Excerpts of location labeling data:
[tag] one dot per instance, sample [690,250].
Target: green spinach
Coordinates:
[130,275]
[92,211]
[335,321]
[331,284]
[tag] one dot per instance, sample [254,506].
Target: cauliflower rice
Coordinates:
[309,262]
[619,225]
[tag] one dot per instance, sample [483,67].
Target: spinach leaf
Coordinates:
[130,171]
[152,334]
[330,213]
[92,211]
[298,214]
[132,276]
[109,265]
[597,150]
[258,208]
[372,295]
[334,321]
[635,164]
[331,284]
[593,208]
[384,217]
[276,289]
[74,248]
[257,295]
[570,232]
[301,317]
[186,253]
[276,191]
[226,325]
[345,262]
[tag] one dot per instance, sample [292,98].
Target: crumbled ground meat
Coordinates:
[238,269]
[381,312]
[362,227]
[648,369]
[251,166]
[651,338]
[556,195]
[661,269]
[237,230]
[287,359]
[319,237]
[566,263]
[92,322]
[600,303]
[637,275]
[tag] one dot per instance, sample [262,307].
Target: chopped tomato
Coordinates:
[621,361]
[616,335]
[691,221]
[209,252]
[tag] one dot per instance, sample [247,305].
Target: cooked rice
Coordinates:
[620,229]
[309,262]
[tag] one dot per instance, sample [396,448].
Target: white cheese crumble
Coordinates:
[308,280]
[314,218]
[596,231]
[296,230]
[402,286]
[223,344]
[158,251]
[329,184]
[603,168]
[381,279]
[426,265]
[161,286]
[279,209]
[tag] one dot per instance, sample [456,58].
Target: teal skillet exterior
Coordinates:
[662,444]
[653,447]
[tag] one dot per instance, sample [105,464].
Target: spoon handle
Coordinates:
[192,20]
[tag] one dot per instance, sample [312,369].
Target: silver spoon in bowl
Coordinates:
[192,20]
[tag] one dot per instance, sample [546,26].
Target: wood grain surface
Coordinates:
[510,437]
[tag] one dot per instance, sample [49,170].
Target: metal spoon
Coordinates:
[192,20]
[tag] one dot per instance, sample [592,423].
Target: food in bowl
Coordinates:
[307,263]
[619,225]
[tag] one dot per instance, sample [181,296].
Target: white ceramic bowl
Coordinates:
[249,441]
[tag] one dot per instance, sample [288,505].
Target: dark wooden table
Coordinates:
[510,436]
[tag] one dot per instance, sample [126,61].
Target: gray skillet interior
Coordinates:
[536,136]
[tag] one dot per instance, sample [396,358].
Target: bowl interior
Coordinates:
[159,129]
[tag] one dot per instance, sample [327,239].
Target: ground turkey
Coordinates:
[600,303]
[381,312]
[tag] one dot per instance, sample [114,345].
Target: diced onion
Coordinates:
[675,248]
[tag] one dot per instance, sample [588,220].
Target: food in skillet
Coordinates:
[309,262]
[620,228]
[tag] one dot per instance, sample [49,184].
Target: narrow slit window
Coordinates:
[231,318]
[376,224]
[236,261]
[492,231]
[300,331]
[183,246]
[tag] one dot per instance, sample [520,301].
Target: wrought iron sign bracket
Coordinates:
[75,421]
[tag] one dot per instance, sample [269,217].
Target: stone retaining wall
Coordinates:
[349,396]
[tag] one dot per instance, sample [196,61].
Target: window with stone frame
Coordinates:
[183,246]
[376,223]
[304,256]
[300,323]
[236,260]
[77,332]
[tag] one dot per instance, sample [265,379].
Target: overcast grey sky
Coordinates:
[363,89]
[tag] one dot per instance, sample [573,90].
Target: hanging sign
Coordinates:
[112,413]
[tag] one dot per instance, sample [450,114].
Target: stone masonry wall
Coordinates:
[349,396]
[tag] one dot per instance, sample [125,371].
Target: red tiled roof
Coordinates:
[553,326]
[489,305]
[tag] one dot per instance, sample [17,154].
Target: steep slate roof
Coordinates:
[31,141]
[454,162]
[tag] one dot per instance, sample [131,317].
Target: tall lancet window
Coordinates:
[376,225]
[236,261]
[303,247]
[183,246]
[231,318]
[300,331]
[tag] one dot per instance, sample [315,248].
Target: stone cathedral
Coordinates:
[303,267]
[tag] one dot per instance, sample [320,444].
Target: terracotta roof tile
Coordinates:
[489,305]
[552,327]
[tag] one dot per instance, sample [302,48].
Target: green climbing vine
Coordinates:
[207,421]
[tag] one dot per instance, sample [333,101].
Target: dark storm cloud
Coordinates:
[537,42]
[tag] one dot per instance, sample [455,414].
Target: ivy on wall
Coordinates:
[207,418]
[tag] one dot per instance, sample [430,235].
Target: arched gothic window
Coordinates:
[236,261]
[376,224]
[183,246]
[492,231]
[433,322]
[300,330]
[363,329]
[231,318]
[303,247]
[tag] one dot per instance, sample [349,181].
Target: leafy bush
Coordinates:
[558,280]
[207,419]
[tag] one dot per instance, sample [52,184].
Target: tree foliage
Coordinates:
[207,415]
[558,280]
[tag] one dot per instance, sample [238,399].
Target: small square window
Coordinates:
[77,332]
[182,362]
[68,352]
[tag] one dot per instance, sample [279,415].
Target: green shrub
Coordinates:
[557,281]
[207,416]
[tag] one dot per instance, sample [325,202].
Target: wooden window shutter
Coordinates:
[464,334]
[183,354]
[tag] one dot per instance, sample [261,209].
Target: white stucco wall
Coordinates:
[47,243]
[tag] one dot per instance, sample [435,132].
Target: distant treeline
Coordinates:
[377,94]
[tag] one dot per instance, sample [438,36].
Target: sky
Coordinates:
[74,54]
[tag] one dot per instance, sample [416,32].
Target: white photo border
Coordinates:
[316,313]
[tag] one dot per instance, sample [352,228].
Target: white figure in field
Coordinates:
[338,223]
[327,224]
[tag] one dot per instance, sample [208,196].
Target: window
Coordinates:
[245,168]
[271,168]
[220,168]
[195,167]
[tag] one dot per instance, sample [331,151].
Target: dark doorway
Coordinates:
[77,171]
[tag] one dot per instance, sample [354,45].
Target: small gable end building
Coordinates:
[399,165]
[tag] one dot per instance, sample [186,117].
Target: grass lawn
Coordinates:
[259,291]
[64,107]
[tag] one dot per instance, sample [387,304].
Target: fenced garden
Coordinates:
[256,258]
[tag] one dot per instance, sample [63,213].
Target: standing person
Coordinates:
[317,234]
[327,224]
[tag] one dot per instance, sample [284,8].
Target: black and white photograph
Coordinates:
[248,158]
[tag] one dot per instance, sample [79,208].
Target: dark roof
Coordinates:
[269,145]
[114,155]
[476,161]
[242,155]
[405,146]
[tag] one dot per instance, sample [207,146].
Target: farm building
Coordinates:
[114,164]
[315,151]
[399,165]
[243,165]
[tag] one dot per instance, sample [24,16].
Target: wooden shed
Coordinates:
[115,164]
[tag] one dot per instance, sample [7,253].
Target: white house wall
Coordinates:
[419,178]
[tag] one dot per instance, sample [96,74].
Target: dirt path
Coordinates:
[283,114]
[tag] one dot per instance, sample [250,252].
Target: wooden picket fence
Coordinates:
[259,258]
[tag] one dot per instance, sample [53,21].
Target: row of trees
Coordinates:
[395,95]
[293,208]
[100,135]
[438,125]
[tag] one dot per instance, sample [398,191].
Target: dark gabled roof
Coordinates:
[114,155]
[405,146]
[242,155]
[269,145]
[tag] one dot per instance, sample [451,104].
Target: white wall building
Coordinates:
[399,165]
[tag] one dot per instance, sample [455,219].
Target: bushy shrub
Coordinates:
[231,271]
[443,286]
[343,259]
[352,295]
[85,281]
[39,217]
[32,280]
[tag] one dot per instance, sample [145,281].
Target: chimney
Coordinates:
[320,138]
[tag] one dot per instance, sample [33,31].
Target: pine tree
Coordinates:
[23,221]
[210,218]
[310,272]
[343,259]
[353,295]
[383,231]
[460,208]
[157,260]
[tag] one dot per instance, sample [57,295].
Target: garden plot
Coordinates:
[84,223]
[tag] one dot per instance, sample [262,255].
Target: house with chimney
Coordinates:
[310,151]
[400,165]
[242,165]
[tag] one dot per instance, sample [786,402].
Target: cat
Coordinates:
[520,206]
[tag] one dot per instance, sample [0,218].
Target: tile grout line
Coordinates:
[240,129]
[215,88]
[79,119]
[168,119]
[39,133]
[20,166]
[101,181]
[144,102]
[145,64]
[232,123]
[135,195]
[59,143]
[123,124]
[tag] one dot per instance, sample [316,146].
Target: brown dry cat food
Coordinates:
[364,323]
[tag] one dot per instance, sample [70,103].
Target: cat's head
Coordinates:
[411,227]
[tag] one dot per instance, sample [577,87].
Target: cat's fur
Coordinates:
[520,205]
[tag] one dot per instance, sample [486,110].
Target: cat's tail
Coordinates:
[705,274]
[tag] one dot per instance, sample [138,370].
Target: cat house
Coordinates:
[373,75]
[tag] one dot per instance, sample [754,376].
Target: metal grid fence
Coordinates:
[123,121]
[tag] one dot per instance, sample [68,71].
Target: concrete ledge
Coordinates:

Exercise brief:
Can you give the lines starting at the one containing "[tag] one dot per instance, sample [57,295]." and ending at the end of the records as a JSON list of strings, one string per line, with blank lines omitted?

Solution:
[
  "[tag] one dot per instance, sample [57,295].",
  "Target: garden plot",
  "Coordinates:",
  "[84,223]",
  "[tag] one dot per instance, sample [262,255].",
  "Target: house with chimney",
  "Coordinates:",
  "[310,151]",
  "[400,165]",
  "[242,165]",
  "[tag] one dot per instance, sample [786,402].",
  "Target: cat",
  "Coordinates:",
  "[520,206]",
  "[tag] one dot per instance, sample [0,218].",
  "Target: tile grout line",
  "Coordinates:",
  "[240,129]",
  "[215,88]",
  "[79,119]",
  "[168,119]",
  "[39,133]",
  "[20,166]",
  "[101,181]",
  "[144,102]",
  "[145,64]",
  "[232,123]",
  "[135,195]",
  "[59,143]",
  "[123,124]",
  "[tag] one dot per instance, sample [316,146].",
  "Target: brown dry cat food",
  "Coordinates:",
  "[364,323]",
  "[tag] one dot per instance, sample [70,103].",
  "Target: cat's head",
  "Coordinates:",
  "[411,227]",
  "[tag] one dot per instance, sample [577,87].",
  "Target: cat's fur",
  "Coordinates:",
  "[520,205]",
  "[tag] one dot per instance, sample [486,110].",
  "Target: cat's tail",
  "Coordinates:",
  "[705,274]",
  "[tag] one dot per instance, sample [138,370].",
  "Target: cat house",
  "Coordinates:",
  "[373,75]",
  "[tag] one dot per instance, sample [754,376].",
  "Target: metal grid fence",
  "Coordinates:",
  "[123,121]",
  "[tag] one dot per instance, sample [68,71].",
  "Target: concrete ledge",
  "Coordinates:"
]